**** INPUT ****

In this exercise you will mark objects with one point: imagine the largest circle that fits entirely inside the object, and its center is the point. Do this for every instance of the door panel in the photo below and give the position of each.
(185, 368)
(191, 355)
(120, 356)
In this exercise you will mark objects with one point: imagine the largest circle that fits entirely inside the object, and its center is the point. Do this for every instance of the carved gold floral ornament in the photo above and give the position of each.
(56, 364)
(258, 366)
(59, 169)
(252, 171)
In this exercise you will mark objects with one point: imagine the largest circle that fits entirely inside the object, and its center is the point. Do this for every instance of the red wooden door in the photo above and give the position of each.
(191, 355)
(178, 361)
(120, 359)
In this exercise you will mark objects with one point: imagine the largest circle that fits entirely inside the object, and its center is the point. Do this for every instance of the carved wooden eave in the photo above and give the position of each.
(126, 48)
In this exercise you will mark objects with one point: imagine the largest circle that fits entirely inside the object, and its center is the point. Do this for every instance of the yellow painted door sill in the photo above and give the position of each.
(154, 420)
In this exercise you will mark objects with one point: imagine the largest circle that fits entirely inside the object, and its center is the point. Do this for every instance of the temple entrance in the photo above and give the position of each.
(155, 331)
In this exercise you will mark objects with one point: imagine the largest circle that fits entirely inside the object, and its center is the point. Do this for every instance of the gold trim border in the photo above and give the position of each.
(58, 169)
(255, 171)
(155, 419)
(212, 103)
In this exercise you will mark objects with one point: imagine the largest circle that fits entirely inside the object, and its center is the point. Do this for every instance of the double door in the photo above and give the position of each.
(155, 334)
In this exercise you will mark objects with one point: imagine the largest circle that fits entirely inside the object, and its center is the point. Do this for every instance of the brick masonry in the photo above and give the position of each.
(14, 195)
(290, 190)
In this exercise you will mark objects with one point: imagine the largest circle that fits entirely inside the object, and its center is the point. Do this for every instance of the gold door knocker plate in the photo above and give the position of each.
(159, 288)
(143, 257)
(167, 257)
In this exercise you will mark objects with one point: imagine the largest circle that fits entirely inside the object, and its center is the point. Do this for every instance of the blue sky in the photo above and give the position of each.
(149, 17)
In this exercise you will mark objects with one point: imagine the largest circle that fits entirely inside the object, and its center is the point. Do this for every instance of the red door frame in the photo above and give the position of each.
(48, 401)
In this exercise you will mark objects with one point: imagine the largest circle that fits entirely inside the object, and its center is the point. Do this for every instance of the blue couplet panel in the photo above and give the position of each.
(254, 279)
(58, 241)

****

## YOUR OBJECTIVE
All entries should be restated word for word.

## TASK SOLUTION
In this exercise you will mark objects with one point: imagine the largest circle that fits entirely inside the object, and its center is the point. Do this for every instance of the door panel in the photo below and give the position of each.
(185, 368)
(191, 355)
(120, 356)
In this exercise you will mark objects with one point: imagine the largest circle that fits entirely inside the object, and its center is the point. Do this for every instance of the carved gold floral ornament in the photo above and give the position of each.
(56, 364)
(258, 366)
(59, 169)
(252, 171)
In this exercise you will mark objects with one point: imagine the largest circle that fits entirely inside the object, and its center is the point. Do this for every instance of the red wooden door in the photo above and give the position of each.
(191, 355)
(178, 361)
(120, 359)
In this exercise you will mark objects with one point: imagine the largest circle that fits entirely inside the object, and its center is the point. Do this for every instance of the carved wooden eave in the photo above and give the position of each.
(126, 48)
In this exercise you will mark objects with one point: imagine the largest circle that fits entirely inside the object, and its center is the point. Do this for every instance of the yellow painted door sill in the photo above and give the position of each.
(154, 420)
In this exercise you will mark objects with one point: imagine the largest circle that fits entirely inside the object, and its center is the point. Do this for every instance of the temple entrance in the photo above and give the position of each.
(155, 331)
In this exercise you will mark objects with one point: imagine the largest circle that fits entirely inside the object, and its center is the point. Do this for every instance of the gold trim border in the photo above and give the position of each.
(58, 169)
(255, 171)
(155, 419)
(212, 103)
In this exercise you will mark objects with one point: imagine the largest circle that fits entirely inside the object, and its center is the point. Do this for every instance of the double door in the photo above and give the position of each.
(155, 334)
In this exercise you will mark objects with one point: imagine the largest circle that fits entirely inside the object, and its center is the point. Do this for every instance of the brick masonry in the photo above and give the position of each.
(14, 195)
(290, 190)
In this exercise you will mark objects with one point: imagine the largest circle that fits entirely inside the object, and its center is the point. Do this for every instance of the gold door knocker plate in the photo above and give the position of each.
(159, 288)
(143, 257)
(167, 257)
In this exercise you will mark objects with one point: imagine the largest circle that fits entirely inside the object, and its center is the point. Do this for every instance of the blue sky in the photo above and give the position of each.
(149, 17)
In this exercise you will mark objects with one point: imagine the largest circle that fits entirely inside the object, and its center is the point. Do this for every instance of the red door frame in the photo above and give the position of each.
(48, 401)
In this exercise you will mark objects with one point: imagine the largest circle that fits entirely inside the object, and its center is the point. Do this for every instance of the blue couplet panel in the photo above and give the position of each.
(254, 279)
(58, 241)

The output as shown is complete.